## [AIM]
Copy exactly the lines from the one containing "[23,187], drawn from the photo above." through the last line of the records, both included, and nothing more.

## [EXTRACTED RECORDS]
(begin)
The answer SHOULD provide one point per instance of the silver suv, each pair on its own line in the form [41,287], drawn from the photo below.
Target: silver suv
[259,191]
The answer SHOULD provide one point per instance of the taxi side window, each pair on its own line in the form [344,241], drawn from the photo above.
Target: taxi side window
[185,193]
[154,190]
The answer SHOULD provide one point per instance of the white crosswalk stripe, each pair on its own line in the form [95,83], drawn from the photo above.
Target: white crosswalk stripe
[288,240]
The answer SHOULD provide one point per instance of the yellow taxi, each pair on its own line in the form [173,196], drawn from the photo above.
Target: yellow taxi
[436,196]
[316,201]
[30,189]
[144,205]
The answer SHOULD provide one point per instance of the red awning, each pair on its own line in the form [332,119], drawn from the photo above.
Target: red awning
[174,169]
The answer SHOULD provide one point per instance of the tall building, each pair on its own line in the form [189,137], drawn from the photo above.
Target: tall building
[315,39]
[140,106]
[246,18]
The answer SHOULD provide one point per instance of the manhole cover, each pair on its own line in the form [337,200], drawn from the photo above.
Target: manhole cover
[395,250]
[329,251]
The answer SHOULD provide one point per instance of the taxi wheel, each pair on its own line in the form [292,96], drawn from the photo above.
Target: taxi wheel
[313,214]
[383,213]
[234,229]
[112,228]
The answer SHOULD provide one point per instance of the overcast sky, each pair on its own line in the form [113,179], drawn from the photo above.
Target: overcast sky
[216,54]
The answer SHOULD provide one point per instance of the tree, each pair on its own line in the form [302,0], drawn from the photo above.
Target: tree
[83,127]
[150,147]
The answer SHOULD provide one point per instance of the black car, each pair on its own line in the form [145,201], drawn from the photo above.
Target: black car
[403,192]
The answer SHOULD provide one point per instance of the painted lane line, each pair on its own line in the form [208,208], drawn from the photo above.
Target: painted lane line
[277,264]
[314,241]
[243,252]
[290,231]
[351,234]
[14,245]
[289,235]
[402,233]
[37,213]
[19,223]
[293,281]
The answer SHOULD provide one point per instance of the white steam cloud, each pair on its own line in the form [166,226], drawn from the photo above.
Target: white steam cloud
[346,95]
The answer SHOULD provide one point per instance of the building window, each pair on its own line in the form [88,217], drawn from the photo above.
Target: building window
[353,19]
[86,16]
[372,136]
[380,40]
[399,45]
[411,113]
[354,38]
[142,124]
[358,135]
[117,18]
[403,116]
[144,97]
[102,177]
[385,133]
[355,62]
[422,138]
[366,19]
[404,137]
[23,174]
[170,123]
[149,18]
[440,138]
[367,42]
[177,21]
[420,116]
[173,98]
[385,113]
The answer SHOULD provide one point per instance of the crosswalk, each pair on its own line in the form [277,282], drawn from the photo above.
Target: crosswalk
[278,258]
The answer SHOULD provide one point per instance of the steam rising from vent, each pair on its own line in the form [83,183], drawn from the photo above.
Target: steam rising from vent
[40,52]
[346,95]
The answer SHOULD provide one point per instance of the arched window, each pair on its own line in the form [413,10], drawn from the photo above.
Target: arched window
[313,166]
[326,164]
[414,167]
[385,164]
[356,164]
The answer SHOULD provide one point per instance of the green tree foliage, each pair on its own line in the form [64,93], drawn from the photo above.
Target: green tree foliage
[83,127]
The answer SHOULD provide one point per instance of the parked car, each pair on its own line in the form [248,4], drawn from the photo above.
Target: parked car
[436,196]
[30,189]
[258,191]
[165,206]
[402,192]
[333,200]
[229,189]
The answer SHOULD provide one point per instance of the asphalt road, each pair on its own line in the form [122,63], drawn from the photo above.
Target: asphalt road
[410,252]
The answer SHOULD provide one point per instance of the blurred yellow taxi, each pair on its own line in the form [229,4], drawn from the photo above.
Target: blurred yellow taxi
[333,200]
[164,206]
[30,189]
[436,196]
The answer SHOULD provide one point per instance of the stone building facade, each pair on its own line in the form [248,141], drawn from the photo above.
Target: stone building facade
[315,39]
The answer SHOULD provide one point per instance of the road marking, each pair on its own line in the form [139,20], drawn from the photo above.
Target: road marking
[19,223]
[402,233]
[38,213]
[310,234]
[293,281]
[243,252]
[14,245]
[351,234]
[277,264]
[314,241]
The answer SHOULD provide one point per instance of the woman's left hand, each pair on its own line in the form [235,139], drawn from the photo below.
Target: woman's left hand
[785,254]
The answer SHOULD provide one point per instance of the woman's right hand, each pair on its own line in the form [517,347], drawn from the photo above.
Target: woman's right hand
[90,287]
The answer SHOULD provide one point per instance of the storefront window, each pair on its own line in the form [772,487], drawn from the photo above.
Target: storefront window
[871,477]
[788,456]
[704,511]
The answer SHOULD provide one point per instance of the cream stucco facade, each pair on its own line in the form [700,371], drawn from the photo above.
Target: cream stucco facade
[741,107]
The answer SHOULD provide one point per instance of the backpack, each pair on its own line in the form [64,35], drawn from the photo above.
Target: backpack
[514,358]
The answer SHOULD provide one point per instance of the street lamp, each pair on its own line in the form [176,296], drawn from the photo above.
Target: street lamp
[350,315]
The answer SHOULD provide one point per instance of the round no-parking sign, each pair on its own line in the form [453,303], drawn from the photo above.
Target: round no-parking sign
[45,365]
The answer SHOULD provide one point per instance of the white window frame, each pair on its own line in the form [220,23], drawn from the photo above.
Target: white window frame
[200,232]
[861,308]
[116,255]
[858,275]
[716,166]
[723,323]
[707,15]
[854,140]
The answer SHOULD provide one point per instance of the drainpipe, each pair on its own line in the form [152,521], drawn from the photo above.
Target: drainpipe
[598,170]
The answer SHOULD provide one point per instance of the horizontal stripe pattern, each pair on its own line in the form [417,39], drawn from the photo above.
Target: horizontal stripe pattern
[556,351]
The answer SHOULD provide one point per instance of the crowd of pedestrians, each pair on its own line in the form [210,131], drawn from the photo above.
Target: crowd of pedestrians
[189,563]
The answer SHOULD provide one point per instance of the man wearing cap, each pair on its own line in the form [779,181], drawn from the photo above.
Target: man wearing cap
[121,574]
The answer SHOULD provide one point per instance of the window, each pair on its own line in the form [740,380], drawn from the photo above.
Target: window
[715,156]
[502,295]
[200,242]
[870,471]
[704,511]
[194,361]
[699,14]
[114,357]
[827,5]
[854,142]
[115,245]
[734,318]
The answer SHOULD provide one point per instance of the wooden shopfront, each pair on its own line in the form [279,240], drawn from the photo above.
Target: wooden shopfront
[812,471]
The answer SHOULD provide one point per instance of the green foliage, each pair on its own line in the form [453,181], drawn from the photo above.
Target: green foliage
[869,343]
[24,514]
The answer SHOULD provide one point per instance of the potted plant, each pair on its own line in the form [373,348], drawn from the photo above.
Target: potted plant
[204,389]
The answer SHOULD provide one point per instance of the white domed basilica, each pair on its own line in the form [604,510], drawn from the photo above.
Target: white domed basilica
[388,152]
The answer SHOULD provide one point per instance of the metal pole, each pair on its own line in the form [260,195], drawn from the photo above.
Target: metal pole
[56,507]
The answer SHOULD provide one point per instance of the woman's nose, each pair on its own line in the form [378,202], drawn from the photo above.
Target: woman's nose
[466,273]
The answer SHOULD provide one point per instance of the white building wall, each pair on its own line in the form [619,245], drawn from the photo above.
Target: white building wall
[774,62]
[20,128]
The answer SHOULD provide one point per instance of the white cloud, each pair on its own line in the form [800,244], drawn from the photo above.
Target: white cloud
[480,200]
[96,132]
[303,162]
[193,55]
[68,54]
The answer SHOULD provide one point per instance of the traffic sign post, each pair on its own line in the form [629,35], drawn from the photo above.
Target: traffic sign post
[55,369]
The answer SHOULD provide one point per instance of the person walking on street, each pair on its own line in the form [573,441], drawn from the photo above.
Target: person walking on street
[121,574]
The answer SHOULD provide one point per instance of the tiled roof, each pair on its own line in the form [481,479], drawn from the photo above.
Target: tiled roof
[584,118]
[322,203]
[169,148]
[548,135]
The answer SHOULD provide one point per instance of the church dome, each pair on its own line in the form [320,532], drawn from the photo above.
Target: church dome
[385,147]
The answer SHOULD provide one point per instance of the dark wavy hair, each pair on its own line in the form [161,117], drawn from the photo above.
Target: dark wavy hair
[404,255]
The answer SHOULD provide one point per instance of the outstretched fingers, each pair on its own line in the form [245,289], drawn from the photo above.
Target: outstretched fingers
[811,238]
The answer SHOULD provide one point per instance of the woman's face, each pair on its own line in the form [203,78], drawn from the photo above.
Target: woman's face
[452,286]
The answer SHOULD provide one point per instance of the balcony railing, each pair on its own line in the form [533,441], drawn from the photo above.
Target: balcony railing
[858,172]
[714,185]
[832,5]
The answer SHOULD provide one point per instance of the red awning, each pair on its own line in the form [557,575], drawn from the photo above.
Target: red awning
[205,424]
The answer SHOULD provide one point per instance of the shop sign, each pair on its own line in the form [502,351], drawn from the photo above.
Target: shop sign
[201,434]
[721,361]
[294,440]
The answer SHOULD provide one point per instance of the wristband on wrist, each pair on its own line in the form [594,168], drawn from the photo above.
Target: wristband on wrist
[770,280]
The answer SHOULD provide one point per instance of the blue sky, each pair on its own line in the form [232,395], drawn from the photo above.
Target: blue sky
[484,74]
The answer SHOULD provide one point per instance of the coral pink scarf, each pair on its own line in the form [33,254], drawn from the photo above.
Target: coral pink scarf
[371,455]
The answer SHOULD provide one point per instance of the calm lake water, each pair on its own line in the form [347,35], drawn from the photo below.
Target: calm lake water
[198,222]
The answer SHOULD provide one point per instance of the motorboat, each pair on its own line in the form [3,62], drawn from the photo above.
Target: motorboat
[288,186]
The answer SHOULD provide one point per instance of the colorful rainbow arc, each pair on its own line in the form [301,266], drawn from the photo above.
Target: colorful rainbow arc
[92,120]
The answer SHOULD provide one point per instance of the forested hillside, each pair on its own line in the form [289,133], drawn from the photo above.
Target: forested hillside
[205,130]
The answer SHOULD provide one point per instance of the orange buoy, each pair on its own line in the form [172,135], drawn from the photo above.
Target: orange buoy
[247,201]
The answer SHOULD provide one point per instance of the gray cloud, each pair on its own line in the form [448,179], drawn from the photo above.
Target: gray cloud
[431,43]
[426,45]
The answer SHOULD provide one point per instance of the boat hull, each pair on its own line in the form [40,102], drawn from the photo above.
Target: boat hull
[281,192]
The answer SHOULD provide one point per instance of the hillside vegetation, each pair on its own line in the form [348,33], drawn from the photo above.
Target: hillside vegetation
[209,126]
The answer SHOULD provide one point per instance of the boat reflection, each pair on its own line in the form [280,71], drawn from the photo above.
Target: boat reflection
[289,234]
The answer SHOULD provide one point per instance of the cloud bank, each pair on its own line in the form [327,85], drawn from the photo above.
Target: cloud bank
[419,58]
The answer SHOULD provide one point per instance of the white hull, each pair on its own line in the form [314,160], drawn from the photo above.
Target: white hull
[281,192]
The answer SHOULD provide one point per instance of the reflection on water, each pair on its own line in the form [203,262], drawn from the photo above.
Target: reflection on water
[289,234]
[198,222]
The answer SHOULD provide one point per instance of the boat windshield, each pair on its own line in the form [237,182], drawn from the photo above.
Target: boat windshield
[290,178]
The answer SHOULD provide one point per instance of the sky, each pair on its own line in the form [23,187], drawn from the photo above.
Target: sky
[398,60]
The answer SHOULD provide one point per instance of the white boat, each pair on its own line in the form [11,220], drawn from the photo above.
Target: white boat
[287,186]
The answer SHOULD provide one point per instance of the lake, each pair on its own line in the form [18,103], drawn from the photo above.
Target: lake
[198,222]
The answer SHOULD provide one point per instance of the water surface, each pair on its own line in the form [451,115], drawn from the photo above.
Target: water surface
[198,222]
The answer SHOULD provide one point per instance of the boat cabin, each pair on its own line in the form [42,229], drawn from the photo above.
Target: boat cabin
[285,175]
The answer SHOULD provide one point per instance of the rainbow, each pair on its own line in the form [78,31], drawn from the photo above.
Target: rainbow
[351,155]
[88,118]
(end)
## [EXERCISE RESULT]
The answer SHOULD provide one point per instance of the sky, each pair on its own line in the form [23,187], drawn from the photo above.
Target: sky
[398,60]
The answer SHOULD provide one point per instance of the white boat, each pair on its own line in the form [11,220], drawn from the photo above.
Target: white boat
[287,186]
The answer SHOULD provide one point per instance of the lake, each pair on its own line in the form [18,103], drawn from the photo above.
Target: lake
[198,222]
The answer SHOULD provide one point per instance of the water surface, each pair on its own line in the form [451,115], drawn from the photo above.
Target: water surface
[198,222]
The answer SHOULD provide one point per instance of the boat cabin, each pair on its own line in the form [42,229], drawn from the photo above.
Target: boat cabin
[285,175]
The answer SHOULD provide one point per instance of the rainbow, each pair on its own line in the form [78,31], drawn from the photo above.
Target: rainbow
[351,155]
[88,118]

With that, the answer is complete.